AUFGABENSTELLUNG: Formatiere bitte die Zeilen vom Anfang an bis einschließlich der Zeile mit „column 478, row 304“ als nummerierte Liste, ohne Leerzeilen. Lass die Bilder dabei weg.

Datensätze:
● ● ● ● ● ● ●

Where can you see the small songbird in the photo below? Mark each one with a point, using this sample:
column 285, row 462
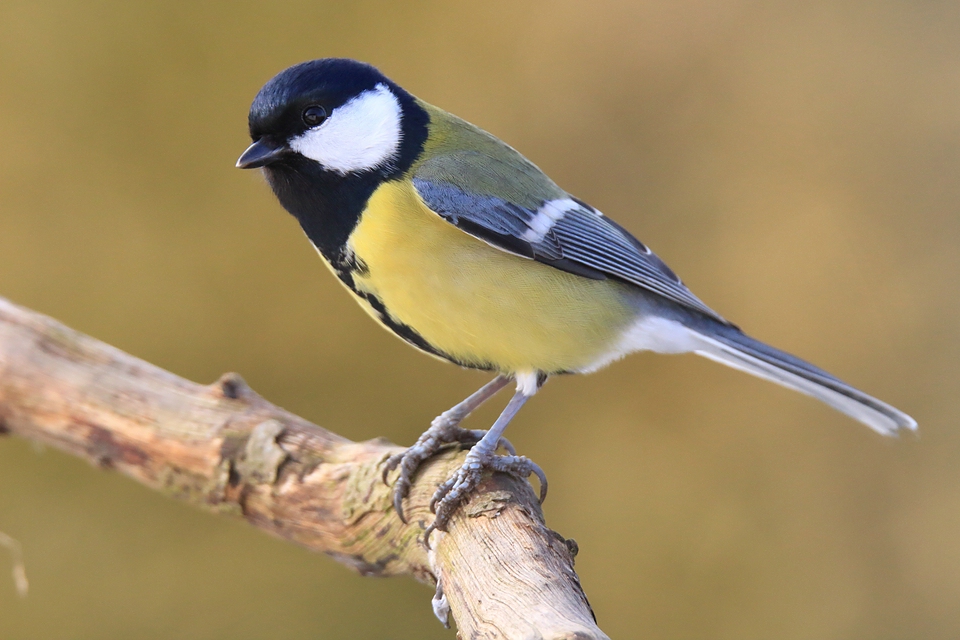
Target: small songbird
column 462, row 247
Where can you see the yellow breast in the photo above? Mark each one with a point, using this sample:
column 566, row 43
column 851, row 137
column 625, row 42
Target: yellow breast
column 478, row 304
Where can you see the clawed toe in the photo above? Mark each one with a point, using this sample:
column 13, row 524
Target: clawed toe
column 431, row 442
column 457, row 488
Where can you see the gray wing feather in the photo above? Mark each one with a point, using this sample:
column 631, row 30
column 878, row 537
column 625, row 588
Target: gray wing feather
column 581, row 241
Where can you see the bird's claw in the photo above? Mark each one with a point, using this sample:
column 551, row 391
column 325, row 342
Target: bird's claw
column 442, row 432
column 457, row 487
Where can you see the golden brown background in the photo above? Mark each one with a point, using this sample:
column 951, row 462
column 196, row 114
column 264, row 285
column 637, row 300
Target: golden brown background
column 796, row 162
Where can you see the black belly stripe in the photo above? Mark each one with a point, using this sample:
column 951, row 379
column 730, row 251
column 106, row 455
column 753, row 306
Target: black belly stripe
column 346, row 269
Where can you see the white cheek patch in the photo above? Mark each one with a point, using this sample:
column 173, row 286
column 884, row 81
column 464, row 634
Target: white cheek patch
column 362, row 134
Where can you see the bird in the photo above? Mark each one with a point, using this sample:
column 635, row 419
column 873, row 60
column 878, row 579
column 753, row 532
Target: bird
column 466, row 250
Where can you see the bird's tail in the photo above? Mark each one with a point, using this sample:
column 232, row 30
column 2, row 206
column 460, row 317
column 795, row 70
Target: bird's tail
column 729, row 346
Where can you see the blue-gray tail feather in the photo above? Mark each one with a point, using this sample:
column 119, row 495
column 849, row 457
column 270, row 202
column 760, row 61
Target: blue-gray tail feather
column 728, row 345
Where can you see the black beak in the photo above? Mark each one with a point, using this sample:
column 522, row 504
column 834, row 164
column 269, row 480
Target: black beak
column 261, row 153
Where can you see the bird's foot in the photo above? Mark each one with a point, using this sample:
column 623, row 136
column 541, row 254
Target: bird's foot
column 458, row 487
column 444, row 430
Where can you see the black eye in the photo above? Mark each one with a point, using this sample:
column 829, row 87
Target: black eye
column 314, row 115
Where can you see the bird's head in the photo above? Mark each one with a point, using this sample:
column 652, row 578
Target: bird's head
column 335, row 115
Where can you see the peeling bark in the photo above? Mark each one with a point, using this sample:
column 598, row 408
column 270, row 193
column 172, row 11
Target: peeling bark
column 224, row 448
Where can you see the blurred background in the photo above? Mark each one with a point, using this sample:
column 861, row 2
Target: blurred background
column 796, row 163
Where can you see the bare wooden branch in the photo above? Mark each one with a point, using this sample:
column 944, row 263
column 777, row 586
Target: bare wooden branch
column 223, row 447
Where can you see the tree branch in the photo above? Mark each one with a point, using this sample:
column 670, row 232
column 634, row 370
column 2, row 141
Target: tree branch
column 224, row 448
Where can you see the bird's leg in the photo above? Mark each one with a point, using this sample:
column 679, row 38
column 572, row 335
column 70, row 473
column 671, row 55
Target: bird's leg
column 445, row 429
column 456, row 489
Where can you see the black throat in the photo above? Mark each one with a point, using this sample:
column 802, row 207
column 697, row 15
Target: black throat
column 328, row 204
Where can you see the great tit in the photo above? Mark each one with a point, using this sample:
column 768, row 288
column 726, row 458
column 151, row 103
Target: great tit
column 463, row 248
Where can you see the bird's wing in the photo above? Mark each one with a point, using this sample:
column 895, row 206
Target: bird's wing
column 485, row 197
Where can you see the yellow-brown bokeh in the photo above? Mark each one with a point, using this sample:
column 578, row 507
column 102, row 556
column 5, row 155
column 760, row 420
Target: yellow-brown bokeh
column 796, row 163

● ● ● ● ● ● ●

ERGEBNIS DER AUFGABE:
1. Where can you see the small songbird in the photo below? Mark each one with a point, using this sample:
2. column 285, row 462
3. Target: small songbird
4. column 462, row 247
5. Where can you see the yellow breast in the photo above? Mark each one with a point, using this sample:
6. column 566, row 43
7. column 851, row 137
8. column 625, row 42
9. Target: yellow breast
10. column 478, row 304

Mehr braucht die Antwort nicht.